→ **EXERCISE GOAL**:
Render all of the data below as a Markdown table with the columns No. and Entry, putting each line in its own numbered row. Skip blank lines and leave the pictures out.

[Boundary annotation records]
________

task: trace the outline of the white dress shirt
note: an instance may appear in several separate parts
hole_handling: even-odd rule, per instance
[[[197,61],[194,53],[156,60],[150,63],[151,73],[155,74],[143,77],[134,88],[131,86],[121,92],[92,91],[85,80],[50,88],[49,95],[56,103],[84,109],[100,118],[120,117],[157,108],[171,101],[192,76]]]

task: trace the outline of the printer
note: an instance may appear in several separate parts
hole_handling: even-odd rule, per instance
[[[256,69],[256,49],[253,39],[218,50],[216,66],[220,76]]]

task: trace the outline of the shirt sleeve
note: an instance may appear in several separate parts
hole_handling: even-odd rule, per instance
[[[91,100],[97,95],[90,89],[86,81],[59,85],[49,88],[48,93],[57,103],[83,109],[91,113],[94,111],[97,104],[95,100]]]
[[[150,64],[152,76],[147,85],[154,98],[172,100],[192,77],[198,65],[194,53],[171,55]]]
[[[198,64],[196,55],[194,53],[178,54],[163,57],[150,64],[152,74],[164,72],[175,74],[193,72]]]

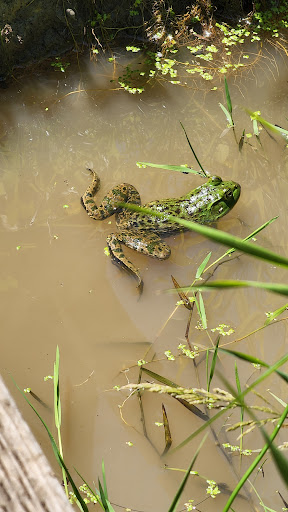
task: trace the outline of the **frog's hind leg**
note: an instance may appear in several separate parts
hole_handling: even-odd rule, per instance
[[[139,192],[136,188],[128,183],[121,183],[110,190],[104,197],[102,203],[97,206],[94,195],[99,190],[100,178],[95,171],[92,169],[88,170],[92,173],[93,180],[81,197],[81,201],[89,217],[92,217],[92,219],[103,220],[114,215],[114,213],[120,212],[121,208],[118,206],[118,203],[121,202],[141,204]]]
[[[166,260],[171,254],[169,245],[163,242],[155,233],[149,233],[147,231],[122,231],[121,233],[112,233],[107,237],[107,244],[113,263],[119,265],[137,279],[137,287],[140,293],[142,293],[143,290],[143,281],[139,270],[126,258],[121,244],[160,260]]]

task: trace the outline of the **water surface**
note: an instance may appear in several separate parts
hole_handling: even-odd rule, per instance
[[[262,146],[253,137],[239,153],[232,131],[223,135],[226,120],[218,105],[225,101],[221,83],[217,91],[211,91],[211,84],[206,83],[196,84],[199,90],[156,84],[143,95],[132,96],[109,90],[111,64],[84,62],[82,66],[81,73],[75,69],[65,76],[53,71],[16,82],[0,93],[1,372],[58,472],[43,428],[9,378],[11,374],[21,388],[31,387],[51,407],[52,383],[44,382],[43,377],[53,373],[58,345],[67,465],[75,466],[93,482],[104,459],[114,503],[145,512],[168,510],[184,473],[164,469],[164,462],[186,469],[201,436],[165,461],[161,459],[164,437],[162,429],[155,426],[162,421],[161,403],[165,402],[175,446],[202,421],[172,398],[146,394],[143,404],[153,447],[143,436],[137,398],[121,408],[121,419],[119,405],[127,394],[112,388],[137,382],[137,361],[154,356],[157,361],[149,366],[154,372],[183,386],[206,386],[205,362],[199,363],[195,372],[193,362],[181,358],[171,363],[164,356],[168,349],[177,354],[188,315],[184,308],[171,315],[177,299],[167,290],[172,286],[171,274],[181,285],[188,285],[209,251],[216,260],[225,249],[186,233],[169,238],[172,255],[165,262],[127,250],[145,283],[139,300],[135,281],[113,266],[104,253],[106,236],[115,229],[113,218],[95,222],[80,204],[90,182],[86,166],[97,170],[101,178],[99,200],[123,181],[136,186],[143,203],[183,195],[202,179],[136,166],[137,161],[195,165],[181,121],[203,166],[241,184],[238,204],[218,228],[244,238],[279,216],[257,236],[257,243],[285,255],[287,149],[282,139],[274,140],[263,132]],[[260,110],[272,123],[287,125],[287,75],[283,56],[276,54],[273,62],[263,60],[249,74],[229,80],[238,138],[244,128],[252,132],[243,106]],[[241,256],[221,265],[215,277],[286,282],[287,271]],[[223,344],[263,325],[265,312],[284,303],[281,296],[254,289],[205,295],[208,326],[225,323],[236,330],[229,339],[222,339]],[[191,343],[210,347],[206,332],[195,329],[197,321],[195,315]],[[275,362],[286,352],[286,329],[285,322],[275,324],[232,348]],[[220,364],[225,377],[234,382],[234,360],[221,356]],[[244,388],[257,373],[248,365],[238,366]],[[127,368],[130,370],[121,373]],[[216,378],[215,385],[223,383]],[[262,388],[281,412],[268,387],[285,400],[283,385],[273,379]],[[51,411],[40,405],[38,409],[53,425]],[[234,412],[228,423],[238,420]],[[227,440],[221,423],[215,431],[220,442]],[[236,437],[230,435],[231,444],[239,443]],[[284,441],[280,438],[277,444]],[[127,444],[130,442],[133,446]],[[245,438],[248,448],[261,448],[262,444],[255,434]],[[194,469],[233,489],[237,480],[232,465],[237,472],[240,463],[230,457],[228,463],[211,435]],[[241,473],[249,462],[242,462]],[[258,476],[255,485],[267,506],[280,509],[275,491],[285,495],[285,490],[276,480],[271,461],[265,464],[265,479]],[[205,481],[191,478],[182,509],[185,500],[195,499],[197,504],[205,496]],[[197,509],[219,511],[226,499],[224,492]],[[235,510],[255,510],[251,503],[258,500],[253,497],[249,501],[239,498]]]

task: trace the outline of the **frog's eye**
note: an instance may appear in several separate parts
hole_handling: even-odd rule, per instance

________

→ **RESULT OF THIS EXERCISE**:
| No. | Entry |
|---|---|
| 1 | task: trace the outline of the white dress shirt |
| 2 | note: an instance may appear in several separate parts |
| 3 | hole_handling: even-odd rule, per instance |
| 4 | [[[197,61],[194,53],[156,60],[150,63],[151,73],[155,74],[143,77],[134,88],[131,86],[121,92],[92,91],[85,80],[50,88],[49,95],[56,103],[84,109],[100,118],[120,117],[157,108],[171,101],[192,76]]] |
| 5 | task: trace the outline of the printer |
| 6 | note: an instance may appear in several separate parts |
| 7 | hole_handling: even-odd rule, per instance |
| 8 | [[[256,69],[256,49],[253,39],[218,50],[216,66],[220,76]]] |
| 9 | task: trace the outline of the shirt sleeve |
| 10 | note: an instance may appear in several separate parts |
| 11 | hole_handling: even-odd rule, per instance |
| 12 | [[[91,100],[97,95],[90,89],[86,81],[59,85],[49,88],[48,93],[57,103],[83,109],[91,113],[94,111],[97,104],[95,100]]] |
| 13 | [[[150,64],[152,76],[147,85],[154,98],[172,100],[192,77],[198,65],[194,53],[171,55]]] |
| 14 | [[[198,64],[196,55],[194,53],[178,54],[163,57],[150,64],[152,74],[164,72],[175,74],[193,72]]] |
| 15 | task: trace the outline of the **frog's hind leg** |
| 16 | note: an instance may appear in several separate parts |
| 17 | hole_handling: even-odd rule, per instance |
| 18 | [[[139,192],[136,188],[128,183],[121,183],[110,190],[104,197],[102,203],[97,206],[94,195],[99,190],[100,178],[95,171],[92,169],[88,170],[92,173],[93,180],[81,197],[81,201],[89,217],[92,217],[92,219],[103,220],[114,215],[114,213],[120,212],[121,208],[118,206],[118,203],[121,202],[141,204]]] |
| 19 | [[[166,260],[171,254],[169,245],[163,242],[155,233],[149,233],[147,231],[122,231],[121,233],[112,233],[107,237],[107,244],[113,263],[119,265],[137,279],[137,287],[140,293],[142,293],[143,290],[143,281],[139,270],[126,258],[121,244],[160,260]]] |
| 20 | task: trace the outline of the **water surface** |
| 21 | note: an instance may appear in several separate parts |
| 22 | hole_handling: even-odd rule, per instance |
| 23 | [[[262,146],[253,137],[239,153],[232,131],[223,135],[226,120],[218,105],[225,101],[221,83],[217,91],[211,91],[211,84],[206,83],[196,84],[199,90],[156,84],[143,95],[132,96],[109,90],[111,64],[84,62],[82,66],[81,73],[75,69],[65,76],[53,71],[16,82],[0,93],[1,372],[58,472],[43,428],[9,378],[11,374],[21,388],[31,387],[51,407],[52,383],[44,382],[43,377],[53,373],[58,345],[67,465],[75,466],[93,482],[104,459],[114,503],[145,512],[168,510],[184,473],[164,469],[164,462],[186,469],[201,436],[165,461],[161,459],[164,437],[162,429],[155,426],[162,421],[161,403],[165,402],[175,446],[202,421],[172,398],[146,394],[143,404],[153,447],[143,436],[137,398],[121,408],[121,419],[119,405],[127,394],[112,388],[137,382],[137,361],[154,356],[157,361],[149,366],[154,372],[183,386],[206,386],[205,362],[199,363],[195,372],[193,362],[181,358],[171,363],[164,356],[168,349],[177,354],[188,315],[184,308],[171,315],[177,299],[167,290],[172,286],[171,274],[181,285],[188,285],[209,251],[216,260],[225,249],[186,233],[169,238],[172,255],[165,262],[127,250],[145,283],[139,300],[135,281],[113,266],[104,253],[106,236],[115,229],[113,218],[95,222],[80,204],[90,182],[86,166],[97,170],[101,178],[99,200],[123,181],[136,186],[143,203],[183,195],[202,179],[136,166],[137,161],[195,165],[181,121],[203,166],[241,184],[238,204],[218,228],[244,238],[279,216],[257,236],[257,243],[285,255],[287,149],[282,139],[274,140],[263,132]],[[260,110],[272,123],[287,125],[287,75],[283,56],[276,54],[273,62],[263,60],[249,74],[229,80],[238,138],[244,128],[252,132],[243,106]],[[241,256],[221,265],[215,277],[286,282],[287,271]],[[223,344],[263,325],[265,312],[284,303],[281,296],[254,289],[205,295],[208,326],[225,323],[236,330],[229,339],[222,339]],[[191,343],[210,347],[206,332],[195,329],[197,321],[195,315]],[[275,362],[286,352],[286,329],[285,322],[275,324],[232,348]],[[220,364],[225,377],[234,382],[234,360],[221,356]],[[244,388],[257,373],[248,365],[238,366]],[[127,368],[130,370],[121,373]],[[216,378],[215,385],[223,383]],[[262,388],[281,412],[268,387],[285,400],[283,385],[273,379]],[[51,411],[40,405],[38,409],[53,425]],[[234,412],[228,423],[238,420]],[[227,440],[221,423],[215,431],[220,442]],[[236,437],[230,435],[231,444],[239,443]],[[284,441],[280,438],[277,444]],[[127,444],[130,442],[133,446]],[[245,438],[248,448],[261,448],[262,444],[255,434]],[[194,469],[233,489],[237,480],[232,465],[237,472],[240,463],[230,457],[228,463],[211,435]],[[241,473],[249,462],[242,462]],[[258,476],[255,485],[267,506],[280,509],[275,491],[285,495],[285,490],[276,480],[271,461],[265,464],[265,479]],[[205,481],[191,478],[182,509],[185,500],[195,499],[197,504],[205,496]],[[197,509],[219,511],[226,499],[224,492]],[[235,510],[255,510],[251,503],[258,500],[253,497],[249,501],[239,498]]] |
| 24 | task: trace the outline of the **frog's eye** |
| 25 | note: an instance may appear in several separate parts |
| 26 | hole_handling: even-odd rule, per instance |